++++ Document section ++++

Some of those lucky families held a new baby waiting to meet their news dads.
“The end goal was him coming home so that was something to look forward to; that’s basically what kept me going you know being a mom you don’t get breaks so you gotta push through no matter what,” said new mom Julia Post.
It’s safe to say these sailors and marines are overjoyed to be back in the arms of their loved ones once again.
“Oh it’s awesome this is the best part of deployment all of it is worth it; it’s the best part right here,” said Paul Gurrola.
The Makin Island ARG is made up of amphibious assault ship USS Makin Island and amphibious transport dock ships USS San Diego and USS Somerset and led by Commander, Amphibious Squadron THREE.
USS Makin Island (LHD 8), USS San Diego (LPD 22) and USS Somerset (LPD 25) will return to port at Naval Base San Diego following the offload and a contingent of 15th MEU personnel will remain aboard ARG shipping for the pier side arrival, a military spokesperson said.
They are returning to San Diego following a seven-month deployment to the U.S. 3rd, 5th, 6th and 7th Fleet areas of operation. During the deployment, sailors and Marines supported Operation Octave Quartz in Somalia, Operation Inherent Resolve in Iraq and Syria, Theater Amphibious Combat Rehearsals in Kuwait and Kingdom of Saudi Arabia and Exercise Northern Edge 2021 in Alaska.
The ARG-MEU conducted more than 10,000 hours of flight operations, 6,800 launch and recoveries, and traveled more than 135,000 nautical miles of open ocean and restricted water transits.

++++ Recorded data ++++

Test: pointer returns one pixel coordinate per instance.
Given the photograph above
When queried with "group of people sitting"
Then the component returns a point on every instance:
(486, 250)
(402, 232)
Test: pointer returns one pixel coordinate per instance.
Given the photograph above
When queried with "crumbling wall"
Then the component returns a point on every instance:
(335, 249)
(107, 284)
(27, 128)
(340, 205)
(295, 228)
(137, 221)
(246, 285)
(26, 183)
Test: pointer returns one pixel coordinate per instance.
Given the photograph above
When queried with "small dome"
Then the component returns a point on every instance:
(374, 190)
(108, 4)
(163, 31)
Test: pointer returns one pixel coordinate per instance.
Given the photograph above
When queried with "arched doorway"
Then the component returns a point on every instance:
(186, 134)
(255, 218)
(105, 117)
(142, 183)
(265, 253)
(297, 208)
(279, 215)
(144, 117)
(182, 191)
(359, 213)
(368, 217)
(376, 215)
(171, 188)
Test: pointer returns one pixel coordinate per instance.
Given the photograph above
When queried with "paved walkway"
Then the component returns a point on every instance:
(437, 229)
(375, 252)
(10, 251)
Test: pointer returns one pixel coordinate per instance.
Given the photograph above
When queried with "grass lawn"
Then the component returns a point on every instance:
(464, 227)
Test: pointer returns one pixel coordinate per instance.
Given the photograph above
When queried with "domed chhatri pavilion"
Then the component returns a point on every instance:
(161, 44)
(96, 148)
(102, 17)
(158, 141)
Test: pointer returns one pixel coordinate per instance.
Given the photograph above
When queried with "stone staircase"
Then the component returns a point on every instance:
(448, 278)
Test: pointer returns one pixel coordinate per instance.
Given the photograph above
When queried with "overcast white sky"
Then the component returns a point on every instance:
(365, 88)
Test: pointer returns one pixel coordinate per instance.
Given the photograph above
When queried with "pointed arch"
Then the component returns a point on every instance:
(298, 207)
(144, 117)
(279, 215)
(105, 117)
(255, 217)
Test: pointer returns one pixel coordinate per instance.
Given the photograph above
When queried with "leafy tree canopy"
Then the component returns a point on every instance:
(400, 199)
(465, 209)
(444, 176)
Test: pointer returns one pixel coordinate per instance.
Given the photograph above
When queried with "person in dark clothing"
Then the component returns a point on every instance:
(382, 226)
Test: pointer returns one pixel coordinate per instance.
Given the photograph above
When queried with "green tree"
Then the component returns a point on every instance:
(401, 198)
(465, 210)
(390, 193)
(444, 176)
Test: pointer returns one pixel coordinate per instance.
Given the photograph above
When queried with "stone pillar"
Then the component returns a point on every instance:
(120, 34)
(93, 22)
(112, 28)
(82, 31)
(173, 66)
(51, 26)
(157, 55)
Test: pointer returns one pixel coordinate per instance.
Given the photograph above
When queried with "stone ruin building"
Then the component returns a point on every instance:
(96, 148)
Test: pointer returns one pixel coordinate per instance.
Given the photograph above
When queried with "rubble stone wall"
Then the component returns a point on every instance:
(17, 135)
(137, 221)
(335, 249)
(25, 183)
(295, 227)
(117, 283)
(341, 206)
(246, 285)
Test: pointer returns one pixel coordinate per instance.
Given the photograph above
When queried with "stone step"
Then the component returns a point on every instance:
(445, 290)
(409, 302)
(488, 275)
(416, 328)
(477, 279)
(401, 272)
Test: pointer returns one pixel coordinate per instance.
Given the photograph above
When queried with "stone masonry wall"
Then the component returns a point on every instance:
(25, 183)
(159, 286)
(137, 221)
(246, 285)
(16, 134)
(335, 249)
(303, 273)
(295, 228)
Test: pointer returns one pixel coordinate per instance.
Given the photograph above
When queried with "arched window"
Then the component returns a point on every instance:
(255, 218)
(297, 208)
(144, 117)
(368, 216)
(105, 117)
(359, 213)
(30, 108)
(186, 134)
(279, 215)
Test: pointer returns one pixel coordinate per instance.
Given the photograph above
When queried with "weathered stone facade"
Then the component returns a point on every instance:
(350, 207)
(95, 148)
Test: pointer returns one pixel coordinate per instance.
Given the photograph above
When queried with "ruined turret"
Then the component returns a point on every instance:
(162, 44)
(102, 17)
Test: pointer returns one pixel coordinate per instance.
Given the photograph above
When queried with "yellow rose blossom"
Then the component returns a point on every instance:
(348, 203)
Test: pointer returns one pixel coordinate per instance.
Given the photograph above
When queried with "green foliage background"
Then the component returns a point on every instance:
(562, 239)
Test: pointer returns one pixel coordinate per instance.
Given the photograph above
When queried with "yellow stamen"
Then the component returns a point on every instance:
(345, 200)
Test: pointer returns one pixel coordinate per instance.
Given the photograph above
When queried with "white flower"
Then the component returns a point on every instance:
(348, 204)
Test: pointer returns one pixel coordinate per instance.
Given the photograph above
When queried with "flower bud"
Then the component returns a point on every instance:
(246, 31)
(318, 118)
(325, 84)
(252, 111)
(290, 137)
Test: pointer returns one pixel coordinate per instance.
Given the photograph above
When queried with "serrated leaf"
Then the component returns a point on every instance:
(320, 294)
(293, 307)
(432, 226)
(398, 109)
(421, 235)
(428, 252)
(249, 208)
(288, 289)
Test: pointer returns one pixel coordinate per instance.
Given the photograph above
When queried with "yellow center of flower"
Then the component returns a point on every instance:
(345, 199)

++++

What to produce =
Please condense the paragraph of the homecoming article that begins "They are returning to San Diego" into a short list, keeping its main facts.

Solution =
- Returning to San Diego after a seven-month deployment
- Deployed to the U.S. 3rd, 5th, 6th and 7th Fleet areas of operation
- Sailors and Marines supported:
  - Operation Octave Quartz in Somalia
  - Operation Inherent Resolve in Iraq and Syria
  - Theater Amphibious Combat Rehearsals in Kuwait and Kingdom of Saudi Arabia
  - Exercise Northern Edge 2021 in Alaska